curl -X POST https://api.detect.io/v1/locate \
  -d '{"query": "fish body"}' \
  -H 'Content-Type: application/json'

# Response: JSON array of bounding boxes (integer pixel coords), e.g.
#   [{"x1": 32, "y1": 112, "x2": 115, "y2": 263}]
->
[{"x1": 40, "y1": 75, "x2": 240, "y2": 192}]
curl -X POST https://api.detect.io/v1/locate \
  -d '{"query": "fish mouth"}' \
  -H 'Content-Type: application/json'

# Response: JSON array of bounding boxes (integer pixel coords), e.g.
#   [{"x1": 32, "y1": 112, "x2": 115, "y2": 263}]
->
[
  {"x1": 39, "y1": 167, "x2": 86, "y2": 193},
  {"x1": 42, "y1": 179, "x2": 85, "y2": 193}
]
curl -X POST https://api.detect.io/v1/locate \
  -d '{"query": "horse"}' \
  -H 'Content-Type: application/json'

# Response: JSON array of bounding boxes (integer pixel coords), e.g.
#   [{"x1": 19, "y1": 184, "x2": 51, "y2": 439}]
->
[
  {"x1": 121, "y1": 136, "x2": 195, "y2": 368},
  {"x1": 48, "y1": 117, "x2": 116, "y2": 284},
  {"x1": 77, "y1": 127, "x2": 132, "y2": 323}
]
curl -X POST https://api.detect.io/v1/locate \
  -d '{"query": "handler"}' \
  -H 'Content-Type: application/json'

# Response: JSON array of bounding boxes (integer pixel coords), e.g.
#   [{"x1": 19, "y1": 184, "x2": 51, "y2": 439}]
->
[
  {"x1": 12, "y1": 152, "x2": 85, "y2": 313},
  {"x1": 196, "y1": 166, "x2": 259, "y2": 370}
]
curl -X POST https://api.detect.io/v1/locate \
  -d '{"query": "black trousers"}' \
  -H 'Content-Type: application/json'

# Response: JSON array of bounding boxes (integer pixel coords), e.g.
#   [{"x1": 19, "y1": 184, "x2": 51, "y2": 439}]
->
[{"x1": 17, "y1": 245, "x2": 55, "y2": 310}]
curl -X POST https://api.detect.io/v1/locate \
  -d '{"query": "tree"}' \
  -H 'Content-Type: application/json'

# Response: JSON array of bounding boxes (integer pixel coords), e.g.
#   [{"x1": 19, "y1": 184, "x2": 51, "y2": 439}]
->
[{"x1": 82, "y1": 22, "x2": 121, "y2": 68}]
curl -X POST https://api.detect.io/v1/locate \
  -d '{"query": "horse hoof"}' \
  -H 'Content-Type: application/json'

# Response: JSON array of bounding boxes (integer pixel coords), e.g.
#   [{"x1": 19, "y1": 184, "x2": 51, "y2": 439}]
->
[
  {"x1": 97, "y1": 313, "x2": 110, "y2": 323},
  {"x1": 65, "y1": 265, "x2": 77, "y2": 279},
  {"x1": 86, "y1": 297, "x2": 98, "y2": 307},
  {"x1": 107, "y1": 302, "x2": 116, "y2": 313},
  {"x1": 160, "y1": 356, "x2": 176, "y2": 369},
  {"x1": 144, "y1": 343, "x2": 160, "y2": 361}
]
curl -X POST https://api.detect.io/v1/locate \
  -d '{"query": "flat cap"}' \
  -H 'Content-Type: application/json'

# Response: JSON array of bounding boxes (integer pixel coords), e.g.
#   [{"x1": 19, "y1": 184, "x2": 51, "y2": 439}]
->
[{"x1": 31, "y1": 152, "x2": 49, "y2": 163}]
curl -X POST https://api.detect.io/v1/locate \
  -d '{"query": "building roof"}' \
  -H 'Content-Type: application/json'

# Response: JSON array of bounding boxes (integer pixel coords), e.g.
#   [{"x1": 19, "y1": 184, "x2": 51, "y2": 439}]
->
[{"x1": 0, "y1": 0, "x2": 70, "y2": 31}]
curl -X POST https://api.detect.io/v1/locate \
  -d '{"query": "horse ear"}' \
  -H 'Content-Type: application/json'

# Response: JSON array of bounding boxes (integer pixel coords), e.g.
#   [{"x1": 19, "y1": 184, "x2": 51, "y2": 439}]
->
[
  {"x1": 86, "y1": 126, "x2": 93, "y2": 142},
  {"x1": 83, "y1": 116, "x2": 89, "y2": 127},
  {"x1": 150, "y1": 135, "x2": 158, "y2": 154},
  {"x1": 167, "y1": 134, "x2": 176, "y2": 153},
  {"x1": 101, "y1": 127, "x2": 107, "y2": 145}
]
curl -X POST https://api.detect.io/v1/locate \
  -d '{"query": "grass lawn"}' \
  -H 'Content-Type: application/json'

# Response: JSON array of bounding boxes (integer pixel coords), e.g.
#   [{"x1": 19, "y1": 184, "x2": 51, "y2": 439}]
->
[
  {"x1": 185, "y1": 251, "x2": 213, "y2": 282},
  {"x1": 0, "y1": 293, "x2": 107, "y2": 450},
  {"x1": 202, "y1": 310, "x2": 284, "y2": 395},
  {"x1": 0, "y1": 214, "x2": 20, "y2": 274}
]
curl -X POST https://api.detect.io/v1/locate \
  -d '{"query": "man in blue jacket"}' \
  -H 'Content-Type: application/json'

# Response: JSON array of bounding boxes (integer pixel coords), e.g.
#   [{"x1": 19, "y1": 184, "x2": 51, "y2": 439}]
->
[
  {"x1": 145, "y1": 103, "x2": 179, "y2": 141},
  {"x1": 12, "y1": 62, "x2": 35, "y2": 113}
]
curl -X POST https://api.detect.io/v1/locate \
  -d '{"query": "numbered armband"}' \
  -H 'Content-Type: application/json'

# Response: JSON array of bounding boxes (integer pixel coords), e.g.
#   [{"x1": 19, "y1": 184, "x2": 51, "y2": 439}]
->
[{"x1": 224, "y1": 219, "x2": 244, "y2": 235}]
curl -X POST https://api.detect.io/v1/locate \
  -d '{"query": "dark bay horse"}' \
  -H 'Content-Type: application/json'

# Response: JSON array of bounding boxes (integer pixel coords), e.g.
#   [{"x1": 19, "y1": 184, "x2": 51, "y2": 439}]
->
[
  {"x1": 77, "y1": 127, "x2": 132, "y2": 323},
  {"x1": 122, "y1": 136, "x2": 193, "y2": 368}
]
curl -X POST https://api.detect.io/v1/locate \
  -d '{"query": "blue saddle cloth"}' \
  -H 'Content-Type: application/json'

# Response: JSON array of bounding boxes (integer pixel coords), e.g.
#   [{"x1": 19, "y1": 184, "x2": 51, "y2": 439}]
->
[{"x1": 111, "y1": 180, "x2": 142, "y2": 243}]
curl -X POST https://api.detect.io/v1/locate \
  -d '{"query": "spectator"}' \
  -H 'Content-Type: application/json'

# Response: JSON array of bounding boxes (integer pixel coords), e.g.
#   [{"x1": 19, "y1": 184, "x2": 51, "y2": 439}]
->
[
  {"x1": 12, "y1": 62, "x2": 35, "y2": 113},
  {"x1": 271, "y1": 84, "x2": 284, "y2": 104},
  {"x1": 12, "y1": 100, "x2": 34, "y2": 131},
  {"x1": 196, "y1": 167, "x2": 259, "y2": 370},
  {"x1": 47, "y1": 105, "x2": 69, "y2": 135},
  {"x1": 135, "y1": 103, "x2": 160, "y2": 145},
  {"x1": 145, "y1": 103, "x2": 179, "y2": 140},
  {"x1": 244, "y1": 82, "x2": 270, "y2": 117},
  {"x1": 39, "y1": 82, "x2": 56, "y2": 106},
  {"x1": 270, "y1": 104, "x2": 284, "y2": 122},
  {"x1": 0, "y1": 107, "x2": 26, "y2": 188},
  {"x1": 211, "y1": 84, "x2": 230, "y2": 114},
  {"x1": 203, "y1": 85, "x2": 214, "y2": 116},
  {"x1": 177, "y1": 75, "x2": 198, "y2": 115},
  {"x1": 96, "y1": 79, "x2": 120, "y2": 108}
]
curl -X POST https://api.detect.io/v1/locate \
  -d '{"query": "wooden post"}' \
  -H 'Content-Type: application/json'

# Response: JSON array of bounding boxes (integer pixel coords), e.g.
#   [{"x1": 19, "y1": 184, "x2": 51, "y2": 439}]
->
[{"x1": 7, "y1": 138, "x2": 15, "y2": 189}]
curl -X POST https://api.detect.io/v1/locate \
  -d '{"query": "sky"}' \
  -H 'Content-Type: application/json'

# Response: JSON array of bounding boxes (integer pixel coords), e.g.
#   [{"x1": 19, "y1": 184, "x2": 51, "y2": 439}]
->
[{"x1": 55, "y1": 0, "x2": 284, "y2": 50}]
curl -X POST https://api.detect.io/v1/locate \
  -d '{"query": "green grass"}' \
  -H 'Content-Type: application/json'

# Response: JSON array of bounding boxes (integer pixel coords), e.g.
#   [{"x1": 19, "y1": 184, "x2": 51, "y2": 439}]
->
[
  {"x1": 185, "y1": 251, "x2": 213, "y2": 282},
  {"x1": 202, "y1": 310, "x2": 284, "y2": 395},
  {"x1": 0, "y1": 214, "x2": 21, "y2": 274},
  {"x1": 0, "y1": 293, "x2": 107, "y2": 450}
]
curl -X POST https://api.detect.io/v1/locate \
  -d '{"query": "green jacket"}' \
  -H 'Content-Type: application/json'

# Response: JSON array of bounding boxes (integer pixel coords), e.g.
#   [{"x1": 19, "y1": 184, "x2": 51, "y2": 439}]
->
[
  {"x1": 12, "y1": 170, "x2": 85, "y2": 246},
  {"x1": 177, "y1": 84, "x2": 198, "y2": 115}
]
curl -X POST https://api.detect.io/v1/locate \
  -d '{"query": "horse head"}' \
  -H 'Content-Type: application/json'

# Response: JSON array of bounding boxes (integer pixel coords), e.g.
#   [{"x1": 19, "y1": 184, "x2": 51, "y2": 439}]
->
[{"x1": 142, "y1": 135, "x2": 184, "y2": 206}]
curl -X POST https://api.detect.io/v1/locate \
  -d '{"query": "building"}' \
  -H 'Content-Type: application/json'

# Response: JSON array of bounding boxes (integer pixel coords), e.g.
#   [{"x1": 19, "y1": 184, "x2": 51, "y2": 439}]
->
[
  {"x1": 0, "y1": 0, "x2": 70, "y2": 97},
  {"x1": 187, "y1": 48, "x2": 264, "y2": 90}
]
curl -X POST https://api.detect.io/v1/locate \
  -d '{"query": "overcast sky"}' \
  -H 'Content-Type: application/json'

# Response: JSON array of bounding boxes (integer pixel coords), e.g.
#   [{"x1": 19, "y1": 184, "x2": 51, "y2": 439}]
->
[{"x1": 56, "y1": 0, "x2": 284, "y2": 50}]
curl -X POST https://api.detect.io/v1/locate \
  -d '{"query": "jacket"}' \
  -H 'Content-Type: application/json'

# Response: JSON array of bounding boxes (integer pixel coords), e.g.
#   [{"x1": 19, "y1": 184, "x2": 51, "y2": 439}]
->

### What you are asked to do
Count the lines in the rows above that contain the string "jacket", treating uppercase and lowercase as different, and give only the number.

### Result
3